Supplied passage below:
Big development projects in California usually must overcome big opposition. And the proposed 12,000-acre Centennial at Tejon Ranch megadevelopment fits both categories.
In the latest round of a continuing legal battle, a Los Angeles Superior Court judge blocked construction of the 19,000-home planned community in northern L.A. County, citing the county’s environmental review failures, according to the Los Angeles Daily News.
The project is being developed by Tejon Ranchcorp Development.
Three environmental groups filed two lawsuits against L.A. County for approving the project in 2019, challenging various details in the environmental review.
Judge Mitchell Beckloff this week dismissed all but two of the claims. But he halted any work on the project, citing the issues that remain: Failure of the county to properly study the potential increase in wildfires as a result of the development, and failure to weigh the potential impact of greenhouse gas emissions.
Wildfires in particular have become a major issue in recent years. In 2020, California wildfires burned more than 8,000 homes and 4 million acres of land.
The judge’s ruling won’t scuttle Centennial, but it will require the county to conduct further studies and analyses, which will likely lead to more delay. The environmental groups that supported the suits called the decision a victory.
The developer, Tejon Ranchcorp Development, characterized the same facts a bit differently and downplayed the delay. In a press release, the developer emphasized that the judge denied 20 of 23 claims raised in two separate suits, and that “some additional analysis [is] required on [a] small number of issues.”
One of the groups that sued to halt the project, the Center for Biological Diversity, also sued in Kern County, just across the L.A. County border to the north. Tejon Ranchcorp is seeking to develop a 12,000-home community there, to be called Grapevine at Tejon ranch.
Along with its thousands of homes, Centennial at Tejon would include 10 million square feet of commercial space, along with the infrastructure and services for what is effectively a town built from the ground up.
End of Supplied passage.
In the article on the Centennial at Tejon Ranch project, which two failures by the county did the judge cite in halting work on the project? The material that comes next is not needed for this exercise.
Dataset below:
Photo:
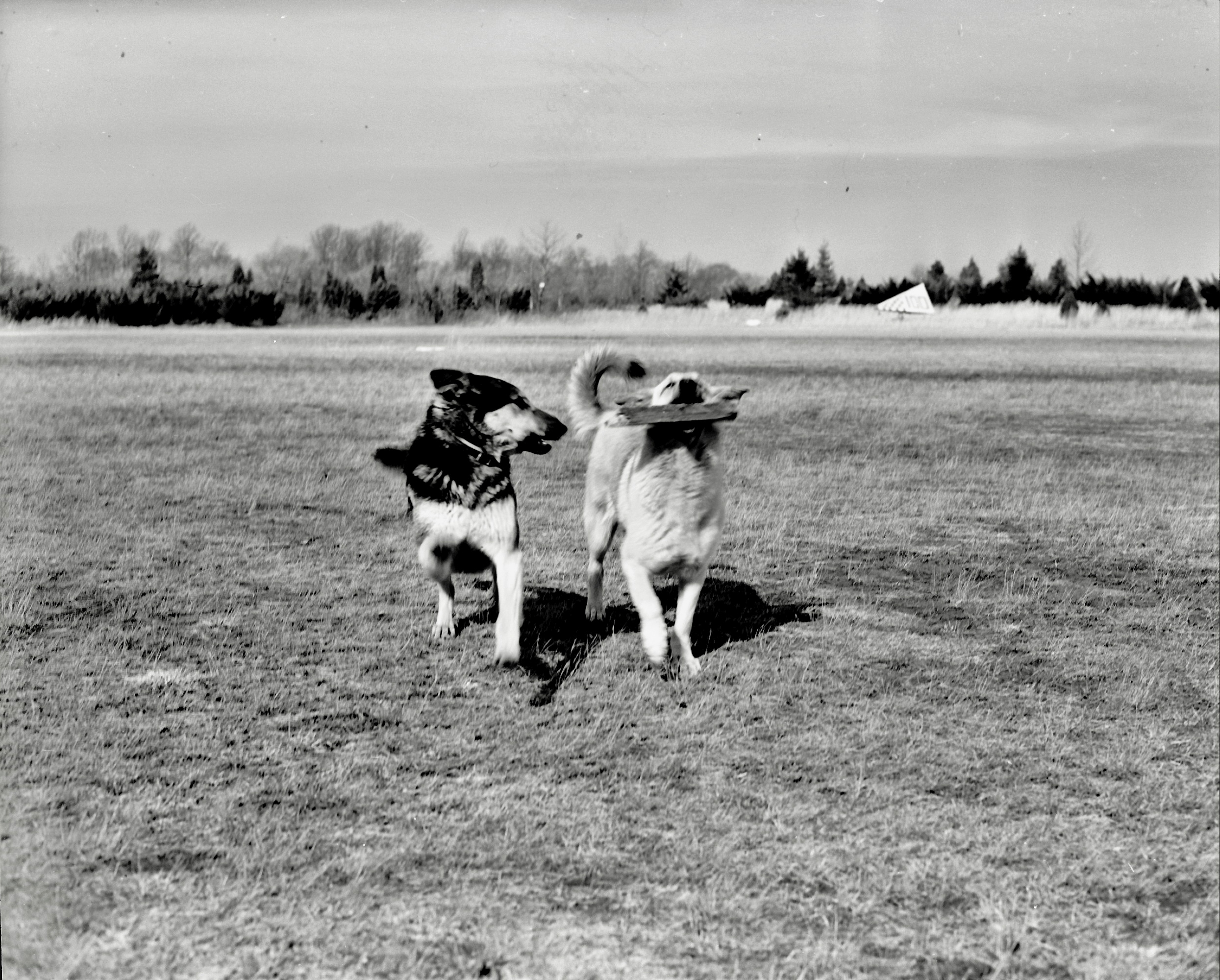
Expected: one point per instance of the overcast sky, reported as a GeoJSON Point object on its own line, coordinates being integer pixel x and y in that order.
{"type": "Point", "coordinates": [898, 132]}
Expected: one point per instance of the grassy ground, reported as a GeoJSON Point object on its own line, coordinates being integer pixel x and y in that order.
{"type": "Point", "coordinates": [957, 719]}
End of Dataset.
● **Result**:
The county failed to properly study the potential increase in wildfires from the development and failed to weigh the potential impact of greenhouse gas emissions.